_Job 1_
Copy out every line of the rows below that contains the string "negative". Case counts.

The World Today for May 03, 2018

NEED TO KNOW

INDONESIA

Motion Sickness

Indonesia, the world’s third-largest democracy, is developing at breakneck speeds.

Since the ouster of longtime dictator General Muhammad Suharto in 1998 and the nation’s first democratic elections in 2004, Indonesia’s extremely diverse 261 million citizens have enjoyed more political freedoms than ever before.

After his election in 2014, President Joko Widodo – the nation’s first leader not belonging to the political or military elite – set about implementing reforms to bring Indonesia into the 21st century.

To attract direct investment and diversify the economy, Indonesia passed laws to streamline bureaucracy and set its sights on sectors like textiles, entertainment and packaged foods, Bloomberg reported. The ease of doing business has vastly improved in Indonesia since Widodo took office, and the economy is growing at a healthy pace.

Widodo also created a universal healthcare scheme that ­­offers all Indonesians a slew of services for free. It’s a huge improvement on the previous system, where the poor either remained sick or entered into lending schemes to get treatment, the South China Morning Post wrote.

But the pace of Widodo’s reforms may be much too fast for Indonesian society.

_Job 2_
According to the Indonesia briefing, who was ousted in 1998?

_Data for the task_
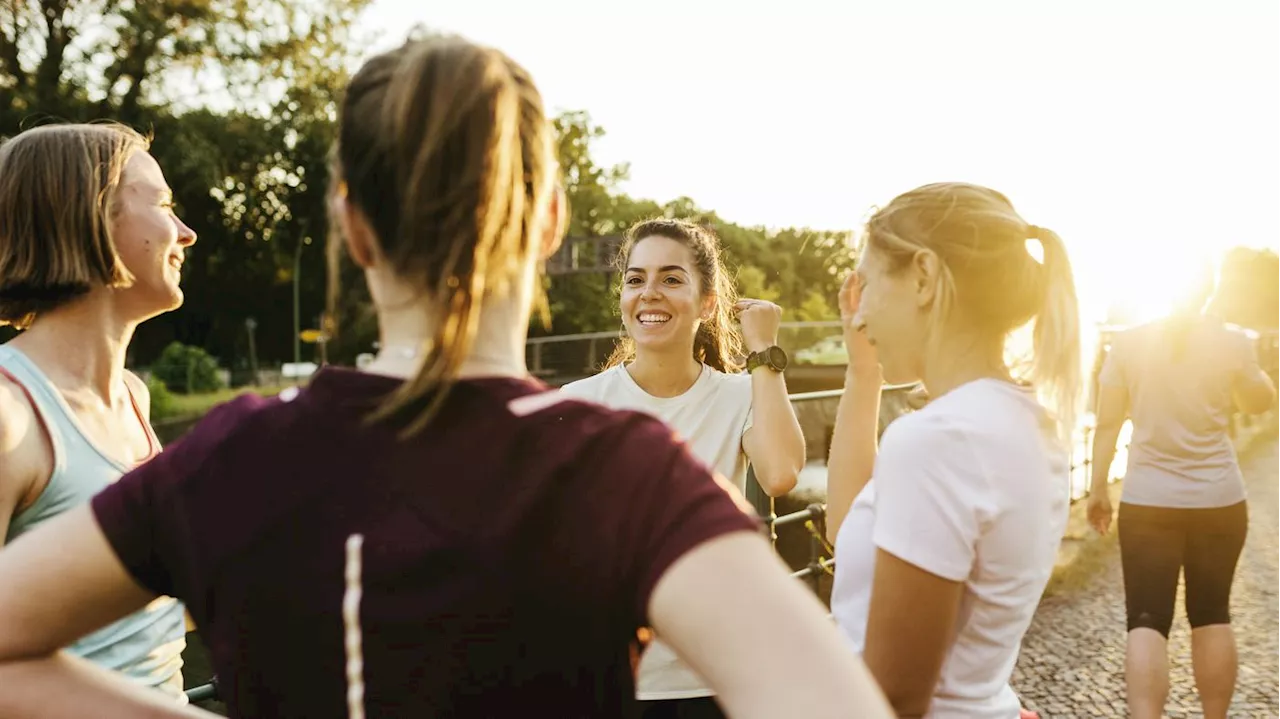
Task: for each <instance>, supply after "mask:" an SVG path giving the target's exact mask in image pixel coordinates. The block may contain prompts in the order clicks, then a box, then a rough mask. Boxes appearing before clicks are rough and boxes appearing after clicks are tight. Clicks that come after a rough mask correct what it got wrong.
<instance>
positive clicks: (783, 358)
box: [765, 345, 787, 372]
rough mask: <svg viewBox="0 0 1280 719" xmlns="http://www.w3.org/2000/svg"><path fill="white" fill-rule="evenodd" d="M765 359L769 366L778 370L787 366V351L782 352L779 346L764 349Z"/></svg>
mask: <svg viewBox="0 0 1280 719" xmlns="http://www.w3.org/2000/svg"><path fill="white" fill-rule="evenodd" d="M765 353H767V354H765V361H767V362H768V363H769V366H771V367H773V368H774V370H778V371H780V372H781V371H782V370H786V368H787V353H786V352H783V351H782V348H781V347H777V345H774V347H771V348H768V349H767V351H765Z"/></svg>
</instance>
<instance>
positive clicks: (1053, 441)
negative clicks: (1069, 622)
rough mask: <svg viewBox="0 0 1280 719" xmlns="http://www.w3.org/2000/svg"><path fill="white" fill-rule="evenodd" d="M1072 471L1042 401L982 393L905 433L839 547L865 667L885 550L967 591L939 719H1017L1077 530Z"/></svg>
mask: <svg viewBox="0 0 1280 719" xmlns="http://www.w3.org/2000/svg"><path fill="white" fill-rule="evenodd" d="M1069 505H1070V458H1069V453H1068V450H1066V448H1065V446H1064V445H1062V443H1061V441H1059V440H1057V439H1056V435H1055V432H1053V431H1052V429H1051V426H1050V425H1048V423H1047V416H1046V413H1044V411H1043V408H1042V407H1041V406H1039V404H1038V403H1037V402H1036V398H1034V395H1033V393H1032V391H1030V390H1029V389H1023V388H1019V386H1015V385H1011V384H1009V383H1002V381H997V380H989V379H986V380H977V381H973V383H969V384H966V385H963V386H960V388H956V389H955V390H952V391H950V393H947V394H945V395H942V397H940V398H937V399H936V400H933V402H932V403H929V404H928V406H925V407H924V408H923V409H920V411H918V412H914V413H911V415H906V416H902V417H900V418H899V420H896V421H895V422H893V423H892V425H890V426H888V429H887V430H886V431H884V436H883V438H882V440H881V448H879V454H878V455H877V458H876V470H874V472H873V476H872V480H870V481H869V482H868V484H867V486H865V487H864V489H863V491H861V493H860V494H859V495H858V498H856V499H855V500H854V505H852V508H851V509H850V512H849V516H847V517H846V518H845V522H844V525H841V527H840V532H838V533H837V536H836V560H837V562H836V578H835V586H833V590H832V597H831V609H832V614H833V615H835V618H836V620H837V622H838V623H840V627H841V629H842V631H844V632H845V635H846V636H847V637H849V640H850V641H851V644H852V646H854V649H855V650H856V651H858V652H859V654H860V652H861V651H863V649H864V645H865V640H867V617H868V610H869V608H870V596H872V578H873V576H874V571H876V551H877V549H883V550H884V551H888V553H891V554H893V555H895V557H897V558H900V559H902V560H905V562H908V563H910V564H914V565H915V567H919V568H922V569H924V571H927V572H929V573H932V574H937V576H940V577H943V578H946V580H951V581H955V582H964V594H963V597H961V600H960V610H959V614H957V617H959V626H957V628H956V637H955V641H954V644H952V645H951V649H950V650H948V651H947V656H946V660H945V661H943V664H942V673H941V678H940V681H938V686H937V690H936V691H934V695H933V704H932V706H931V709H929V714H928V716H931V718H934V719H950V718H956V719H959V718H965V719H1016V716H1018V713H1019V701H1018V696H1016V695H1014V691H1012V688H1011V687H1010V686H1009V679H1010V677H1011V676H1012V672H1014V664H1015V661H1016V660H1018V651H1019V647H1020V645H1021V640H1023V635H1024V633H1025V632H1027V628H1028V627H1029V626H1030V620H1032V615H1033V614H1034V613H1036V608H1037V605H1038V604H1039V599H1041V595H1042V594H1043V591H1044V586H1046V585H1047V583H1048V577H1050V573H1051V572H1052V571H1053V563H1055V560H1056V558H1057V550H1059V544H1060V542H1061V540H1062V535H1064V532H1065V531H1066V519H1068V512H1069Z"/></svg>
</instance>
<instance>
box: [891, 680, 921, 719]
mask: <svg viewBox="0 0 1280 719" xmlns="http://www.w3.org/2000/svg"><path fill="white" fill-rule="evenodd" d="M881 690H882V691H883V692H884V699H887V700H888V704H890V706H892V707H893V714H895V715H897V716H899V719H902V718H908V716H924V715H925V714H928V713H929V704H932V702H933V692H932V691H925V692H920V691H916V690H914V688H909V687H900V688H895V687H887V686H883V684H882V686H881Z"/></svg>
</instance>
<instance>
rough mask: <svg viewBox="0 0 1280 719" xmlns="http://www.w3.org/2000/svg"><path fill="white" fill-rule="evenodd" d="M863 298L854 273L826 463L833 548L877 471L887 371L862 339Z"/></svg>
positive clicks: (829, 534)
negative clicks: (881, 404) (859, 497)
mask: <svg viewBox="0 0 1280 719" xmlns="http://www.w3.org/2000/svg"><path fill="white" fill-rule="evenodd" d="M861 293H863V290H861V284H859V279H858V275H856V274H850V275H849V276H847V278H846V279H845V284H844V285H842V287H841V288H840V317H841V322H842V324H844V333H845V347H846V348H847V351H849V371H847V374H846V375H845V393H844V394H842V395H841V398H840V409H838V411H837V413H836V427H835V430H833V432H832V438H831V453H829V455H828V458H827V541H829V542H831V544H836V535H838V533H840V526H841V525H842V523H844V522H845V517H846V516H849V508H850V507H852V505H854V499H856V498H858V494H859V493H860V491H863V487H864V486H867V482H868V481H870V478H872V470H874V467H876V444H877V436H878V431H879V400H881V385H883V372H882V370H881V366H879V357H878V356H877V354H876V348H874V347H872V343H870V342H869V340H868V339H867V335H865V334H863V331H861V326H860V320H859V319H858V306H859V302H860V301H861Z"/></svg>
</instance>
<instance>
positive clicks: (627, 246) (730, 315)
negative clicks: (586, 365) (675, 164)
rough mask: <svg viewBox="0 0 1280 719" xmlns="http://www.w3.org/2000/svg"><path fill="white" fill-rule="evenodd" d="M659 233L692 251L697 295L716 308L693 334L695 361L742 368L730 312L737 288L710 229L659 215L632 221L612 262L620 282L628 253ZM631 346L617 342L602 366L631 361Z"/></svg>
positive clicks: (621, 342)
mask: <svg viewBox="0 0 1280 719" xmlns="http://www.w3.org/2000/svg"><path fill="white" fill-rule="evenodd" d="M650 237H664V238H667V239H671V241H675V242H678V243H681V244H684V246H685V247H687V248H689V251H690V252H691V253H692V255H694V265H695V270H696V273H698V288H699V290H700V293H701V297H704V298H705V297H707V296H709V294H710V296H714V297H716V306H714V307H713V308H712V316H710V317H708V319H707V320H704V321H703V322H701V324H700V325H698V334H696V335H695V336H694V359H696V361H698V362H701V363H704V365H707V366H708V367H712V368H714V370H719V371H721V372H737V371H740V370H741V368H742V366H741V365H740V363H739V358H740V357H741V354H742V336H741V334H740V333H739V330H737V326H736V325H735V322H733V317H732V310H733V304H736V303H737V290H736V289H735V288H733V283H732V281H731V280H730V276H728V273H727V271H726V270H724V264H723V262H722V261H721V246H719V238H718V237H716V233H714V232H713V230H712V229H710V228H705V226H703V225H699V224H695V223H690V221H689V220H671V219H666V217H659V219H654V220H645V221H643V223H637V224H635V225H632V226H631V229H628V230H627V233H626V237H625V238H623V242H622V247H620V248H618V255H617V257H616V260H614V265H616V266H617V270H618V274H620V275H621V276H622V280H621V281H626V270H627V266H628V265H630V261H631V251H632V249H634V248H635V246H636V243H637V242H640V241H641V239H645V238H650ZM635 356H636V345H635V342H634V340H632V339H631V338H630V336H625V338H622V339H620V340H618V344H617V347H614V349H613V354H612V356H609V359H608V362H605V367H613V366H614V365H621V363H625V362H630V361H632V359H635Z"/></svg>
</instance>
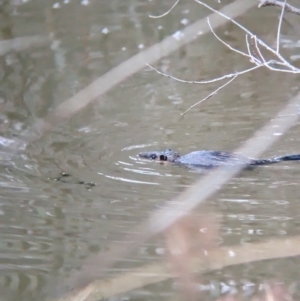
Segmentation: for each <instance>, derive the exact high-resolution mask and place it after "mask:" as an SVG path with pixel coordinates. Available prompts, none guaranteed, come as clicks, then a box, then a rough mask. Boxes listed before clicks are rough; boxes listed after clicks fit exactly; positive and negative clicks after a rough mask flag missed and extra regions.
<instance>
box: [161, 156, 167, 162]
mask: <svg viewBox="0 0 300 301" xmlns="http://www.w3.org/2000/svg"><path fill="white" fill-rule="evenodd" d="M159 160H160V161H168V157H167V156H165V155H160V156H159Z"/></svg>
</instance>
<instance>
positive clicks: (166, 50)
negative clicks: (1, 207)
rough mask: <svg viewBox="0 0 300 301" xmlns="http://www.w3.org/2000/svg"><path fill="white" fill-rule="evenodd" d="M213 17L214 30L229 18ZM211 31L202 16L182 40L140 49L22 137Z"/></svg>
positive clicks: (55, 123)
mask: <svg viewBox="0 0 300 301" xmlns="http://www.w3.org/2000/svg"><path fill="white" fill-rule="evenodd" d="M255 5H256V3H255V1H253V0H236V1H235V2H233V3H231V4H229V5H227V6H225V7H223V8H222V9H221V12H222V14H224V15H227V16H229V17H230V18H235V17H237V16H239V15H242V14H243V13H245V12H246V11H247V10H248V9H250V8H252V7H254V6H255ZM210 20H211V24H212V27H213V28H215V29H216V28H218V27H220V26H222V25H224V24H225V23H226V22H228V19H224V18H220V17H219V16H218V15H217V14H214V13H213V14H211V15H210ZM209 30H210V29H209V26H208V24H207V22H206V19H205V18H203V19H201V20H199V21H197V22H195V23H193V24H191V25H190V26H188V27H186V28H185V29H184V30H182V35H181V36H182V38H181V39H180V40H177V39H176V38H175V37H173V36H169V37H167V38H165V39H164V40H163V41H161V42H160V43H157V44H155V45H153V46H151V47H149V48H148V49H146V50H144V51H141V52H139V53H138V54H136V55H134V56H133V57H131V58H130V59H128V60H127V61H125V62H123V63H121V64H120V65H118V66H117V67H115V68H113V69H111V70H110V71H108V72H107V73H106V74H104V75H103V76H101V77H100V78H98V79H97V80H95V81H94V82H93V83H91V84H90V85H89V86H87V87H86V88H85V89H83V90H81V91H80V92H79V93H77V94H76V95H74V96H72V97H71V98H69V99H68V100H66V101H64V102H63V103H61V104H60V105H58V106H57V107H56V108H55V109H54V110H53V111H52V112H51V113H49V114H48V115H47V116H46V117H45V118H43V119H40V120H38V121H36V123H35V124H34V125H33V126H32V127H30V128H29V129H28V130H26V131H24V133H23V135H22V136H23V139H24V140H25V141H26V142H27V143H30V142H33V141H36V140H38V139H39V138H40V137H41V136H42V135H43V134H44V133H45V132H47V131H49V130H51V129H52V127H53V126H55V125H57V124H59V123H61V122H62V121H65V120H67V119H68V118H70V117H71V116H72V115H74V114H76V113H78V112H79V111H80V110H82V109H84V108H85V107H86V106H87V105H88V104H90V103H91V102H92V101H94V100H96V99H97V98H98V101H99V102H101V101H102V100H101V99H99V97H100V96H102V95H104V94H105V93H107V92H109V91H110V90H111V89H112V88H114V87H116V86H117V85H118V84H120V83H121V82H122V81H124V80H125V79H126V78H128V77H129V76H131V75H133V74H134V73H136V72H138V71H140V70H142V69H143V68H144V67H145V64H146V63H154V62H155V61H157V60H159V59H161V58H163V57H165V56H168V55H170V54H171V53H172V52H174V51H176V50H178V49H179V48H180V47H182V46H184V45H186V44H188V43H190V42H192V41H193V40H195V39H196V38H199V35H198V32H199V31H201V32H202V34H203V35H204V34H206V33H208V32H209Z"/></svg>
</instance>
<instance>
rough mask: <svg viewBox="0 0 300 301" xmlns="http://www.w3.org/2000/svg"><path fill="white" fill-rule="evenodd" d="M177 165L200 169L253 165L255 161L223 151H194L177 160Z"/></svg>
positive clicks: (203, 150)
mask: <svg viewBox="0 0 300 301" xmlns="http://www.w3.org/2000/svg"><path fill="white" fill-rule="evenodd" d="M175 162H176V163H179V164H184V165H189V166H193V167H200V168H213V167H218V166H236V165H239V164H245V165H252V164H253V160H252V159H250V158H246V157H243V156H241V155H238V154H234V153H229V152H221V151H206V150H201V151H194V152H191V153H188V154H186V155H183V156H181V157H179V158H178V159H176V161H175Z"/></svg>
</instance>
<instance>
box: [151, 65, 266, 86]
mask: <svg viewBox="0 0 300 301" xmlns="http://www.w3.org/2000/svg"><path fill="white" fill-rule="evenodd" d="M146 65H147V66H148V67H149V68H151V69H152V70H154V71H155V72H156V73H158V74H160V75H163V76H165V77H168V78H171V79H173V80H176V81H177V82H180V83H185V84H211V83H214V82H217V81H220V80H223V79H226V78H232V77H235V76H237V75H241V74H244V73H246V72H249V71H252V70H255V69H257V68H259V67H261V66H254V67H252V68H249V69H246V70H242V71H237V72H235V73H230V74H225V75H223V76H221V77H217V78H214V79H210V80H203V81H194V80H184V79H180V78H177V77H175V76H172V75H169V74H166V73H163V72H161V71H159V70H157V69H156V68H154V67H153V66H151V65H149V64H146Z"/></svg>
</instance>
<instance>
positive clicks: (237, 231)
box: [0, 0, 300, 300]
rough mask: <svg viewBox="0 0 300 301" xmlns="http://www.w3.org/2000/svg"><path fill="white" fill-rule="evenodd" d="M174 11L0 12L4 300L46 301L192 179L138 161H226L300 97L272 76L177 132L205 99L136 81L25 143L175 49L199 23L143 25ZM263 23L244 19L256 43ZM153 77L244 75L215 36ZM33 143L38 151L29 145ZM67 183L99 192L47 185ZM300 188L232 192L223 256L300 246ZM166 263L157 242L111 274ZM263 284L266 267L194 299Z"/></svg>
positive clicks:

_Reply 1_
negative clicks: (1069, 622)
negative clicks: (881, 404) (859, 497)
negative clicks: (586, 365) (675, 164)
Segmentation: for each <instance>, derive the exact high-resolution mask and place it after "mask:" as an SVG path with pixel coordinates. Available prompts, none guaranteed, come as clicks, then a box, then a rough mask. Boxes listed before clicks are rough; boxes listed after clicks fit exactly; positive and negative clicks after a rough mask flag missed and extra regions.
negative clicks: (1, 207)

_Reply 2_
Longtime dictator General Muhammad Suharto.